[Dados armazenados]
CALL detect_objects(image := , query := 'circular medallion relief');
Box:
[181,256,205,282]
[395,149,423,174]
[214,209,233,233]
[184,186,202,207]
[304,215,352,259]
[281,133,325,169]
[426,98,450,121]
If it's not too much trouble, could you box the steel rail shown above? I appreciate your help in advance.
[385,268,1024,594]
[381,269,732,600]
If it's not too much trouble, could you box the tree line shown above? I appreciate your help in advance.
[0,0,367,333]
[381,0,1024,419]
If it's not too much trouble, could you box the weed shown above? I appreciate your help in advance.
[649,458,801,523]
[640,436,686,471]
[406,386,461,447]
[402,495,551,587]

...

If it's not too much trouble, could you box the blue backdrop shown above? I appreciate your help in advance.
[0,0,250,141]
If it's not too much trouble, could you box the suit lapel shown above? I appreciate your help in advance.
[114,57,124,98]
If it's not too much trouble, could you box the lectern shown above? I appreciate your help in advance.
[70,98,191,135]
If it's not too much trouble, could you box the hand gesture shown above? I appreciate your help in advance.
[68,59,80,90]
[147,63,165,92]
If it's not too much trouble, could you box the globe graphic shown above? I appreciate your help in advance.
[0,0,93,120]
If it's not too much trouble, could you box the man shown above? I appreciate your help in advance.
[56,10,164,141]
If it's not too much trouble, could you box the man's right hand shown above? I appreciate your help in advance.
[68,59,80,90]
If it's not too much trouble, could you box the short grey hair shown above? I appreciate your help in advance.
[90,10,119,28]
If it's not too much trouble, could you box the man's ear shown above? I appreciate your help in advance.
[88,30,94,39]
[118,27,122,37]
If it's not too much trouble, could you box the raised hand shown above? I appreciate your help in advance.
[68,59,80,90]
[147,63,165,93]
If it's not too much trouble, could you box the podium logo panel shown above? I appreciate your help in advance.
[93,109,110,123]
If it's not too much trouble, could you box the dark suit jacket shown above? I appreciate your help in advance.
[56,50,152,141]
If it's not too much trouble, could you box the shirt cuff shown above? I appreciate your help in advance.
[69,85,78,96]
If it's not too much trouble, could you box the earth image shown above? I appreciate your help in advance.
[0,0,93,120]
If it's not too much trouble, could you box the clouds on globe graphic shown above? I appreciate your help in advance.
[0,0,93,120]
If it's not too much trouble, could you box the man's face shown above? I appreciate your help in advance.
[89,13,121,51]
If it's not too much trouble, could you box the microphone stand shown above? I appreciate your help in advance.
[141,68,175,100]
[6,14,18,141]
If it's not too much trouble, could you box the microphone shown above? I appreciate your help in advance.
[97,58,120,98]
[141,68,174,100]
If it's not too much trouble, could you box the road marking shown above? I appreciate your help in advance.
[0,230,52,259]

▶ [Tarefa solicitada]: Transcreva sem nenhuma alteração as linhas que vão da que contém "If it's not too much trouble, could you box the tree" até a que contém "[402,495,551,587]", incluindo as duas.

▶ [Resultado abaixo]:
If it's not too much trouble, could you box the tree line shown above? I appreciate your help in advance.
[0,0,367,333]
[381,0,1024,419]
If it's not too much trouble, could you box the weed shown above? I appreciate your help in advance.
[649,458,801,523]
[640,436,686,471]
[406,386,461,447]
[402,495,551,587]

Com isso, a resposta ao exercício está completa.